• Dataset records
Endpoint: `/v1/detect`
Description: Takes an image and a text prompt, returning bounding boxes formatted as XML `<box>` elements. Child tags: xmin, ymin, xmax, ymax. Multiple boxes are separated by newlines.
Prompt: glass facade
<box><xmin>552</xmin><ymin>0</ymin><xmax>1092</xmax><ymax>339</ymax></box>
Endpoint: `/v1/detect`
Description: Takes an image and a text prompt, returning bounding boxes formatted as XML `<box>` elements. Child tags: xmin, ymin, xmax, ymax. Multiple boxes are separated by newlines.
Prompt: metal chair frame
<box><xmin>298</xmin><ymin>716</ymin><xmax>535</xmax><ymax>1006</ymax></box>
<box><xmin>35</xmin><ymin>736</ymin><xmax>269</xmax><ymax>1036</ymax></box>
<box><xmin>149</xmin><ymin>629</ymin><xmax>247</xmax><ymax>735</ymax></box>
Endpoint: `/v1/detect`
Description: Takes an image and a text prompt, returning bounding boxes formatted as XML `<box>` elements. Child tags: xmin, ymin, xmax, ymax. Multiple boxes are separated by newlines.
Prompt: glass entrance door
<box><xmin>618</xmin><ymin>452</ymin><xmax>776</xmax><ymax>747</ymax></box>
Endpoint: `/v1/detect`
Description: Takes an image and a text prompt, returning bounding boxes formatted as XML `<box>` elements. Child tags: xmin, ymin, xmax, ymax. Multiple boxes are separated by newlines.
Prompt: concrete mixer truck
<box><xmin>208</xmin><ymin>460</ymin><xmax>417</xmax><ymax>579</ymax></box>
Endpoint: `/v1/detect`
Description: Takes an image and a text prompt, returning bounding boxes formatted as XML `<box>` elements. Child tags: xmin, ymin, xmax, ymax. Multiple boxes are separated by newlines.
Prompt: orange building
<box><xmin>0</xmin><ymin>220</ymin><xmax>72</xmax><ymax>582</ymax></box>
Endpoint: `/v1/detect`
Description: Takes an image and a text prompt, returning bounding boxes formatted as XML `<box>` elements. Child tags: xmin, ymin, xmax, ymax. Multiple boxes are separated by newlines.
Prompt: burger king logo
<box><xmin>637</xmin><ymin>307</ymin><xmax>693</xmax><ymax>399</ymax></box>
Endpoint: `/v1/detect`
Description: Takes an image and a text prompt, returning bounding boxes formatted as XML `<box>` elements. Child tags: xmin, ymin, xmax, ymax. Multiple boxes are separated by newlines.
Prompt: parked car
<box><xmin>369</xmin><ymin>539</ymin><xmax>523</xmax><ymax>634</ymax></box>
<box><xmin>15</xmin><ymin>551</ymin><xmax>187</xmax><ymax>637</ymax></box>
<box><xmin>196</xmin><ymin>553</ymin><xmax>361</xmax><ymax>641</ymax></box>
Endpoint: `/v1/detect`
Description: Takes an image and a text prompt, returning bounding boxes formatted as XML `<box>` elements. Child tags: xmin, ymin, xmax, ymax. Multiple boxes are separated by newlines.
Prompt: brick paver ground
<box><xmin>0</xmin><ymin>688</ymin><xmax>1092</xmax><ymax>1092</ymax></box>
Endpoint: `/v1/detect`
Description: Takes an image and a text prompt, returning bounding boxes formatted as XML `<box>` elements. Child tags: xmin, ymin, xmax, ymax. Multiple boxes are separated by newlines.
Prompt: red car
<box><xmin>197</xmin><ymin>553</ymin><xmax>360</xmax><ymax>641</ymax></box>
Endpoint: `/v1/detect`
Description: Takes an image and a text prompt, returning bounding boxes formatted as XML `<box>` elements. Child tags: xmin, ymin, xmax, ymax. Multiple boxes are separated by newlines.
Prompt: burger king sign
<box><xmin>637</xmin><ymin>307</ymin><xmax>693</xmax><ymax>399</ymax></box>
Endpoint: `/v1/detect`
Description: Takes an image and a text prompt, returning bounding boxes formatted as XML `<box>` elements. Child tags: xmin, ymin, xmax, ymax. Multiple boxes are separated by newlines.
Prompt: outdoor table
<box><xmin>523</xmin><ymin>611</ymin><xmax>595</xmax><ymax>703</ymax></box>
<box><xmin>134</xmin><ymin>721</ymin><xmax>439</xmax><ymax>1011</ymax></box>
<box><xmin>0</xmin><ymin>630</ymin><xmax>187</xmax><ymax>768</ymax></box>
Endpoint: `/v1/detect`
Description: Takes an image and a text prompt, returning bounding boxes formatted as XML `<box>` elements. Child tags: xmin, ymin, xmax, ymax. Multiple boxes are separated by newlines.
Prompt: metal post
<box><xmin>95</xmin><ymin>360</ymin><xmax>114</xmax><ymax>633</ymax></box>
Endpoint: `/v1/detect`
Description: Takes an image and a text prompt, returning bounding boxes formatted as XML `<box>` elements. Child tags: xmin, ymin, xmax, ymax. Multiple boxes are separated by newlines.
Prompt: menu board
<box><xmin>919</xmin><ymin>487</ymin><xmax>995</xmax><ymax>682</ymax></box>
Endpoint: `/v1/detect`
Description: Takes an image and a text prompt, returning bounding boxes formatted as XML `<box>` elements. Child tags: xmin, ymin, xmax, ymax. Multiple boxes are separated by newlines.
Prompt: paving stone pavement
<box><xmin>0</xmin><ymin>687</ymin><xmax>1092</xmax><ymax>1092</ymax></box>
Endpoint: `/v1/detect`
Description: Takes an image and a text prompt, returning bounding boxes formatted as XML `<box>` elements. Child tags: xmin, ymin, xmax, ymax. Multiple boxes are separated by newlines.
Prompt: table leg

• What to do
Put every line of the records above into a Markdown table with the columns "Row" and "Record line", numbering the rows in order and omitting blank lines.

• Full answer
| Row | Record line |
|---|---|
| 1 | Endpoint: `/v1/detect` |
| 2 | Description: Takes an image and a text prompt, returning bounding boxes formatted as XML `<box>` elements. Child tags: xmin, ymin, xmax, ymax. Multiple boxes are separated by newlines. |
| 3 | Prompt: glass facade |
| 4 | <box><xmin>552</xmin><ymin>0</ymin><xmax>1092</xmax><ymax>339</ymax></box> |
| 5 | Endpoint: `/v1/detect` |
| 6 | Description: Takes an image and a text prompt, returning bounding boxes formatted as XML `<box>` elements. Child tags: xmin, ymin, xmax, ymax. Multiple boxes are separated by newlines. |
| 7 | Prompt: metal chair frame |
| 8 | <box><xmin>298</xmin><ymin>716</ymin><xmax>535</xmax><ymax>1006</ymax></box> |
| 9 | <box><xmin>35</xmin><ymin>736</ymin><xmax>269</xmax><ymax>1036</ymax></box> |
| 10 | <box><xmin>149</xmin><ymin>629</ymin><xmax>247</xmax><ymax>735</ymax></box> |
| 11 | Endpoint: `/v1/detect` |
| 12 | Description: Takes an image and a text prompt, returning bounding boxes formatted as XML `<box>` elements. Child tags: xmin, ymin, xmax, ymax. Multiple boxes are separated by newlines. |
| 13 | Prompt: glass entrance door |
| 14 | <box><xmin>618</xmin><ymin>452</ymin><xmax>776</xmax><ymax>747</ymax></box> |
| 15 | Endpoint: `/v1/detect` |
| 16 | Description: Takes an image and a text prompt, returning bounding boxes formatted as XML `<box>` elements. Child tags: xmin, ymin, xmax, ymax. Multiple boxes are separated by newlines. |
| 17 | Prompt: concrete mixer truck |
| 18 | <box><xmin>208</xmin><ymin>460</ymin><xmax>417</xmax><ymax>579</ymax></box> |
| 19 | Endpoint: `/v1/detect` |
| 20 | Description: Takes an image and a text prompt, returning bounding boxes formatted as XML `<box>` elements. Child tags: xmin, ymin, xmax, ymax. Multiple boxes are separated by newlines. |
| 21 | Prompt: orange building |
| 22 | <box><xmin>0</xmin><ymin>220</ymin><xmax>72</xmax><ymax>582</ymax></box> |
| 23 | Endpoint: `/v1/detect` |
| 24 | Description: Takes an image and a text prompt, returning bounding boxes formatted as XML `<box>` elements. Child tags: xmin, ymin, xmax, ymax. Multiple boxes are separated by newlines. |
| 25 | Prompt: burger king logo |
| 26 | <box><xmin>637</xmin><ymin>307</ymin><xmax>693</xmax><ymax>399</ymax></box> |
| 27 | Endpoint: `/v1/detect` |
| 28 | Description: Takes an image and a text prompt, returning bounding boxes formatted as XML `<box>` elements. Child tags: xmin, ymin, xmax, ymax. Multiple boxes are separated by newlines. |
| 29 | Prompt: parked car |
| 30 | <box><xmin>369</xmin><ymin>539</ymin><xmax>523</xmax><ymax>634</ymax></box> |
| 31 | <box><xmin>15</xmin><ymin>551</ymin><xmax>187</xmax><ymax>637</ymax></box> |
| 32 | <box><xmin>196</xmin><ymin>553</ymin><xmax>361</xmax><ymax>641</ymax></box> |
| 33 | Endpoint: `/v1/detect` |
| 34 | Description: Takes an image and a text prompt, returning bounding boxes formatted as XML `<box>` elements. Child tags: xmin, ymin, xmax, ymax. Multiple boxes are separated by newlines. |
| 35 | Prompt: brick paver ground |
| 36 | <box><xmin>0</xmin><ymin>688</ymin><xmax>1092</xmax><ymax>1092</ymax></box> |
| 37 | Endpoint: `/v1/detect` |
| 38 | Description: Takes an image and a text prompt, returning bounding boxes formatted as XML `<box>` elements. Child tags: xmin, ymin, xmax, ymax. Multiple boxes are separated by newlines. |
| 39 | Prompt: red car |
| 40 | <box><xmin>197</xmin><ymin>553</ymin><xmax>360</xmax><ymax>641</ymax></box> |
| 41 | Endpoint: `/v1/detect` |
| 42 | Description: Takes an image and a text prompt, returning bounding boxes formatted as XML `<box>` elements. Child tags: xmin, ymin, xmax, ymax. Multiple boxes are separated by newlines. |
| 43 | Prompt: burger king sign |
| 44 | <box><xmin>637</xmin><ymin>307</ymin><xmax>693</xmax><ymax>399</ymax></box> |
| 45 | Endpoint: `/v1/detect` |
| 46 | Description: Takes an image and a text prompt, returning bounding boxes formatted as XML `<box>` elements. Child tags: xmin, ymin, xmax, ymax. Multiple boxes are separated by newlines. |
| 47 | Prompt: outdoor table |
| 48 | <box><xmin>523</xmin><ymin>611</ymin><xmax>595</xmax><ymax>703</ymax></box> |
| 49 | <box><xmin>134</xmin><ymin>721</ymin><xmax>439</xmax><ymax>1011</ymax></box> |
| 50 | <box><xmin>0</xmin><ymin>630</ymin><xmax>187</xmax><ymax>768</ymax></box> |
| 51 | Endpoint: `/v1/detect` |
| 52 | Description: Takes an image and a text prompt, returning bounding boxes formatted as XML `<box>` elements. Child tags: xmin, ymin, xmax, ymax. Multiple boxes are separated by newlines. |
| 53 | Prompt: metal post |
| 54 | <box><xmin>95</xmin><ymin>360</ymin><xmax>114</xmax><ymax>633</ymax></box> |
| 55 | Endpoint: `/v1/detect` |
| 56 | Description: Takes an image and a text prompt, returning bounding boxes formatted as XML `<box>` elements. Child tags: xmin, ymin, xmax, ymax. Multiple boxes are separated by newlines. |
| 57 | Prompt: menu board |
| 58 | <box><xmin>919</xmin><ymin>487</ymin><xmax>995</xmax><ymax>682</ymax></box> |
| 59 | Endpoint: `/v1/detect` |
| 60 | Description: Takes an image and a text prompt, returning bounding boxes formatted as XML `<box>` elements. Child tags: xmin, ymin, xmax, ymax. Multiple boxes are separated by newlines. |
| 61 | Prompt: paving stone pavement |
| 62 | <box><xmin>0</xmin><ymin>687</ymin><xmax>1092</xmax><ymax>1092</ymax></box> |
| 63 | Endpoint: `/v1/detect` |
| 64 | Description: Takes an image and a text prompt, returning bounding boxes formatted as XML `<box>` elements. Child tags: xmin, ymin, xmax, ymax. Multiple boxes are separated by newlines. |
| 65 | Prompt: table leg |